• _Your assignment_
Nothing but a number should be written: the count of lines below that contain "player".

• _Source information_

▬▬▬

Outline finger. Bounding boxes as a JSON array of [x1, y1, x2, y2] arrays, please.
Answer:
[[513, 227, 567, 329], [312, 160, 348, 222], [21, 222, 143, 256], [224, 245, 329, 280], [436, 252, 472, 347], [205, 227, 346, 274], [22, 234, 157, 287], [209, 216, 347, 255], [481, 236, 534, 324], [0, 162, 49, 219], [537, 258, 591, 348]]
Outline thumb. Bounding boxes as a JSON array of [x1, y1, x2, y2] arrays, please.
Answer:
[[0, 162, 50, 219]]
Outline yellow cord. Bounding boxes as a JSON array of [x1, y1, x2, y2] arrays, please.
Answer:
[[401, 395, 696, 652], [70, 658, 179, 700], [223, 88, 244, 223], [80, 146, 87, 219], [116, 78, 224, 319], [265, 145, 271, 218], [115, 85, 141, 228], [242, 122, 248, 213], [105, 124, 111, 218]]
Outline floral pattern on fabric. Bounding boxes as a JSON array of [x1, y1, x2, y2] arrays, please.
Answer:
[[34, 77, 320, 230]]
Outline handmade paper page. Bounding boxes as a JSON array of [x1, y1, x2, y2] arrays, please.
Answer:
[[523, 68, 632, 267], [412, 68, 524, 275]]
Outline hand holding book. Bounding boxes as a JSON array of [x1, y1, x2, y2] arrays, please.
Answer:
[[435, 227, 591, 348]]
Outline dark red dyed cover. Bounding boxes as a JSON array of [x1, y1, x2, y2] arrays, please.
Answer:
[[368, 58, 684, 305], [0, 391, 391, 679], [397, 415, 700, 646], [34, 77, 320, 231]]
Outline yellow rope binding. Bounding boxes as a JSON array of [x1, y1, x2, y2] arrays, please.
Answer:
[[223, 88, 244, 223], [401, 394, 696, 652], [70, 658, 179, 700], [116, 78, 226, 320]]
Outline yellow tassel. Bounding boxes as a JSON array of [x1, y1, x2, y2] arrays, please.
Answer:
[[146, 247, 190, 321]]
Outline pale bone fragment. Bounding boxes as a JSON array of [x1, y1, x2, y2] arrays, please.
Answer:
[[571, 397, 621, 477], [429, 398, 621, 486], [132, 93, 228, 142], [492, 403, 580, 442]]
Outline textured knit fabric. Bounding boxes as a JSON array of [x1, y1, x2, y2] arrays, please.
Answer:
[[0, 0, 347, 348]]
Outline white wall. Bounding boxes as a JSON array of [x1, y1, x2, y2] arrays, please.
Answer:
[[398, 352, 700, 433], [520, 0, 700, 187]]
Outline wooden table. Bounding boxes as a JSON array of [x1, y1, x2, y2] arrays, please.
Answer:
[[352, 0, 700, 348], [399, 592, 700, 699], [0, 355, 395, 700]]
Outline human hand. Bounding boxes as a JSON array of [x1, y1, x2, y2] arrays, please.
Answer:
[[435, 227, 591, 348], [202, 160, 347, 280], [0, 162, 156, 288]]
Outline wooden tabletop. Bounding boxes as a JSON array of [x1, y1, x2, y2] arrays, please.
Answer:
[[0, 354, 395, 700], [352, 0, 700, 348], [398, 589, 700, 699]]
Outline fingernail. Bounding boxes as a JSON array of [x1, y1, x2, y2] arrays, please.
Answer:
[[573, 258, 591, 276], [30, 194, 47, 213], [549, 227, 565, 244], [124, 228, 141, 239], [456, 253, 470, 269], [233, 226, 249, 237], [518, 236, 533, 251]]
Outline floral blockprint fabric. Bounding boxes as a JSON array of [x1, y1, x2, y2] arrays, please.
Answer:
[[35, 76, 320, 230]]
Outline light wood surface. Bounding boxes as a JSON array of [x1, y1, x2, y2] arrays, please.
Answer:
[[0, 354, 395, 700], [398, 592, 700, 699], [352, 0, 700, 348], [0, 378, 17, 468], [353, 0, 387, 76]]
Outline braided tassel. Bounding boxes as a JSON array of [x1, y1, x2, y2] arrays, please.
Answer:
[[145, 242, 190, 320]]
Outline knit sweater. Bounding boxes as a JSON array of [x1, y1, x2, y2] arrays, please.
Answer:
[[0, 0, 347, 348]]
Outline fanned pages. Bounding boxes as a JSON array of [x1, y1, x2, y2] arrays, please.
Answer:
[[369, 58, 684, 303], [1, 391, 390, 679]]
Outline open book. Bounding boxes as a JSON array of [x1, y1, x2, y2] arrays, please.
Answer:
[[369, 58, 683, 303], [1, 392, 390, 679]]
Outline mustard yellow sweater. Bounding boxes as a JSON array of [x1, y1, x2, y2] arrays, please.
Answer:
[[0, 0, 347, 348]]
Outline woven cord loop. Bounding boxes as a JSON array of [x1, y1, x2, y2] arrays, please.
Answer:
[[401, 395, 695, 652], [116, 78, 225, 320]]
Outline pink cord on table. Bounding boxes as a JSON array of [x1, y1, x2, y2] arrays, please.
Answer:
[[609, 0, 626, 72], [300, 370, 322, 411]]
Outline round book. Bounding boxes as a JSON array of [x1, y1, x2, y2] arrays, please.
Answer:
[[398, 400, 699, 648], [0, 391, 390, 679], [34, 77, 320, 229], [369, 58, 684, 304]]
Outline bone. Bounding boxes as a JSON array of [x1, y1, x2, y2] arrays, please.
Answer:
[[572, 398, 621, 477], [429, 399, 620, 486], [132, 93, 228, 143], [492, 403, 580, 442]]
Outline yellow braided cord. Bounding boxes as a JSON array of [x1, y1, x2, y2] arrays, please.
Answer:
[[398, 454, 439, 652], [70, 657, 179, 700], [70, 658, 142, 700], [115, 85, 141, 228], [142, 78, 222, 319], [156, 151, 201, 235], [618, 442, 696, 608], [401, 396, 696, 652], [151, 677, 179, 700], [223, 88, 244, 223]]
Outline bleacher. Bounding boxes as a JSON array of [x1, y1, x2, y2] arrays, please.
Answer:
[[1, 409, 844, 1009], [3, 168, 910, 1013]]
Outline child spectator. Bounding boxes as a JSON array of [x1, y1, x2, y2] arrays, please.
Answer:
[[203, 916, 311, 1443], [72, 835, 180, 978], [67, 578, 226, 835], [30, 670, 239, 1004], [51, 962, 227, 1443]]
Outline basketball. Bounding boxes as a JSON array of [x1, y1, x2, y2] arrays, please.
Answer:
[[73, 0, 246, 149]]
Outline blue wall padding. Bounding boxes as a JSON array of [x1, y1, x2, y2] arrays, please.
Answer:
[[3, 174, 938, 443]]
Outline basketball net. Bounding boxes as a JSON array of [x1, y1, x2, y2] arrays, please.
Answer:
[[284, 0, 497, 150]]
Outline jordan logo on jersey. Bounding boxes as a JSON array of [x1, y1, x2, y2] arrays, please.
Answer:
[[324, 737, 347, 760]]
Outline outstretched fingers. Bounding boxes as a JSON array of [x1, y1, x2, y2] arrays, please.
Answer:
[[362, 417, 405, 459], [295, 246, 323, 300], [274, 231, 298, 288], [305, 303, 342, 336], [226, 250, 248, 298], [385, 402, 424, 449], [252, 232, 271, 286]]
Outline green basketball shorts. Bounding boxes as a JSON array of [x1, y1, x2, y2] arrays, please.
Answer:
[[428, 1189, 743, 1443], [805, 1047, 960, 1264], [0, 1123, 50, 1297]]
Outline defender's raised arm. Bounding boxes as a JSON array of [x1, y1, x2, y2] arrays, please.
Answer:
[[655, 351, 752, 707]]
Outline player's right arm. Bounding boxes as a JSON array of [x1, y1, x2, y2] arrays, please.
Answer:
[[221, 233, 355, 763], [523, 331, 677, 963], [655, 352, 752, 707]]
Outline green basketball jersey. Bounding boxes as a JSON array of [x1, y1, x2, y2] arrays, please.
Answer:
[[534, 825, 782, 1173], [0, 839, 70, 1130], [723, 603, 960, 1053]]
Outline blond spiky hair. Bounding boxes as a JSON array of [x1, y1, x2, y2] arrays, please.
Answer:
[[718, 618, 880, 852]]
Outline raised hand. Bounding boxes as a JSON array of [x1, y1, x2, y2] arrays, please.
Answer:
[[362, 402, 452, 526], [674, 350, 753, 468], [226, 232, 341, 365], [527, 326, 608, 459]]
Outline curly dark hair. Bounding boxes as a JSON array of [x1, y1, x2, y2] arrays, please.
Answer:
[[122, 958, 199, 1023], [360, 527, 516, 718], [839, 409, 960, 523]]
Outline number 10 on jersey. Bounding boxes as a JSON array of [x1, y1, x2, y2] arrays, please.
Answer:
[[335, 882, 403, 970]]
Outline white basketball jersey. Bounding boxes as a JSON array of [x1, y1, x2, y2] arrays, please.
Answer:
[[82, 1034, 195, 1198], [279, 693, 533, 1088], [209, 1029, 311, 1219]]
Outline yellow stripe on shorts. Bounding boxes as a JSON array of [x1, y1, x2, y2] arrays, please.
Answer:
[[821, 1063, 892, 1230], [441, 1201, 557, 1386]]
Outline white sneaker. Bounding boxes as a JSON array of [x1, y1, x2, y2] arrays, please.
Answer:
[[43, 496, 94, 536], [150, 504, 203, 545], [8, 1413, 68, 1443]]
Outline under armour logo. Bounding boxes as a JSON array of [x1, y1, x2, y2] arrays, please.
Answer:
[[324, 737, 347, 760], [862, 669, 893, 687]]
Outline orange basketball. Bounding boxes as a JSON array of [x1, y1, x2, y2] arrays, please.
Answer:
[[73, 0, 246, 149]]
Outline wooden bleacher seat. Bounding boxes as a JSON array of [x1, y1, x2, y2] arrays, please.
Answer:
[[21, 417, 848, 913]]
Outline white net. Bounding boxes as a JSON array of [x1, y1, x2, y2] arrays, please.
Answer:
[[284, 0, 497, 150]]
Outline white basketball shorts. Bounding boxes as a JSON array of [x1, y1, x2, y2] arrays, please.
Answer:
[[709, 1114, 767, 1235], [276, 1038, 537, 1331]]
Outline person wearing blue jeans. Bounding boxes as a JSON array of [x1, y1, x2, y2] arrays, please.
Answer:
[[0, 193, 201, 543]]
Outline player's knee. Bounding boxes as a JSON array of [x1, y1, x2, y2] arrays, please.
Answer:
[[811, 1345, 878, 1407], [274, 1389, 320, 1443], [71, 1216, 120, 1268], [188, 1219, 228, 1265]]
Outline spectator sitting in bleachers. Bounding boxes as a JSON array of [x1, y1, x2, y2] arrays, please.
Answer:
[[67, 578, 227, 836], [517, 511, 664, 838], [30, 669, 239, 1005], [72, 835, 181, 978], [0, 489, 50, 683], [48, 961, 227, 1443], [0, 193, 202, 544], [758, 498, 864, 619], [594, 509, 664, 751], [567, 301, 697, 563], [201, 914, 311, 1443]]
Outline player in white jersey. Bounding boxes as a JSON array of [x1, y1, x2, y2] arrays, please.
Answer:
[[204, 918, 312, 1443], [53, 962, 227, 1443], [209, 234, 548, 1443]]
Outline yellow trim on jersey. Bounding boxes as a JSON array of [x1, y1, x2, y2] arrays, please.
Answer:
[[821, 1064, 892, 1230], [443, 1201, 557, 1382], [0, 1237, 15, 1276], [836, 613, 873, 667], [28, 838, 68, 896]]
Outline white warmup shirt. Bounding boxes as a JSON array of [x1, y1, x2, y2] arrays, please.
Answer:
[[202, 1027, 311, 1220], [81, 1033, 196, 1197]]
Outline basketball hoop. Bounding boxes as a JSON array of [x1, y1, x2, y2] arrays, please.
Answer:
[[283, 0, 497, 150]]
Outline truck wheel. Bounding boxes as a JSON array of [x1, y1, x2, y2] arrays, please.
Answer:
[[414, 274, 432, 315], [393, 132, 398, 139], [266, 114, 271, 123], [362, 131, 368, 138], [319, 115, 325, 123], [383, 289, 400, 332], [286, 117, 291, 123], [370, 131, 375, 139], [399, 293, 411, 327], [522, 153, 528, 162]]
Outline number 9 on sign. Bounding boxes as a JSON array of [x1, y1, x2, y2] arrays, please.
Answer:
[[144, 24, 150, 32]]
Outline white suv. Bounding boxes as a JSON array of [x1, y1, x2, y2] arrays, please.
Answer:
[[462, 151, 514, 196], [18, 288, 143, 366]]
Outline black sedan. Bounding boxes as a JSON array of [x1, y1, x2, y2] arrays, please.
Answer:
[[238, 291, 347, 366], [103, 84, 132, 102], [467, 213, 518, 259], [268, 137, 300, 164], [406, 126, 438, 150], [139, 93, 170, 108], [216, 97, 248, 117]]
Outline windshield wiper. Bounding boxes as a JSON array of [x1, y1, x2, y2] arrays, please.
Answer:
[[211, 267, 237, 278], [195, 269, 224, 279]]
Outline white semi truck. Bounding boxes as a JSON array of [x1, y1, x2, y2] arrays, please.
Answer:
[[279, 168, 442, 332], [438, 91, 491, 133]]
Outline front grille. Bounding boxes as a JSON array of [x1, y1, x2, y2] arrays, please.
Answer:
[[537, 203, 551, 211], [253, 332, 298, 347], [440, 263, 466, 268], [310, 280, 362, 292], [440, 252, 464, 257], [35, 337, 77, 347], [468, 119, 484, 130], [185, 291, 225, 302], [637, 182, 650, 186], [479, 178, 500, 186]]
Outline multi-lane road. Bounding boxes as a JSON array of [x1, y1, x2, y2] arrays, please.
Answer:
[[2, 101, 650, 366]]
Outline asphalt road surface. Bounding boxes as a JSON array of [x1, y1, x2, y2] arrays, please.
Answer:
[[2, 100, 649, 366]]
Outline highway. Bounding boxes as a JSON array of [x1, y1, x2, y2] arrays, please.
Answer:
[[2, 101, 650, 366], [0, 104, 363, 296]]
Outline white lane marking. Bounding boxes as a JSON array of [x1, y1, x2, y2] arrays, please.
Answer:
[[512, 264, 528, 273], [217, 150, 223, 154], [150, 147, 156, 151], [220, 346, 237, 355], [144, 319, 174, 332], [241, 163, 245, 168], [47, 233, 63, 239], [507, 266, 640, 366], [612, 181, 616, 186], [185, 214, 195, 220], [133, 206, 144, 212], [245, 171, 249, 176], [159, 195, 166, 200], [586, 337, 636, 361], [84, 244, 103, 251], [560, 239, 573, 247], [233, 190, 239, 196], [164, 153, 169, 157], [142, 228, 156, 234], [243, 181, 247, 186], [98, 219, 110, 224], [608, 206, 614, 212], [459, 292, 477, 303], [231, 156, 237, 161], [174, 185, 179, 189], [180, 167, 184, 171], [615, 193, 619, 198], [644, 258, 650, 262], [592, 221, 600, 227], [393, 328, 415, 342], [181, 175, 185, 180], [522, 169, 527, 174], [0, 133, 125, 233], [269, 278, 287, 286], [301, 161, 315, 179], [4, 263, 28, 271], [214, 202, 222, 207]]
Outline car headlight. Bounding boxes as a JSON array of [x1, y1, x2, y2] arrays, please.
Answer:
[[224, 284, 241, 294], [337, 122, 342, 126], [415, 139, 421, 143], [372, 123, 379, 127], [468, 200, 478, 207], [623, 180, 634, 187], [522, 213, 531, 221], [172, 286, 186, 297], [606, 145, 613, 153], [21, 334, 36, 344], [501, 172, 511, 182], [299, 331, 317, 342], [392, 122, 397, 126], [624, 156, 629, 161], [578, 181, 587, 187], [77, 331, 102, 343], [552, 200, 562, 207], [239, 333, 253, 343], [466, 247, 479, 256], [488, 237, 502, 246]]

▬▬▬

• _Response below_
3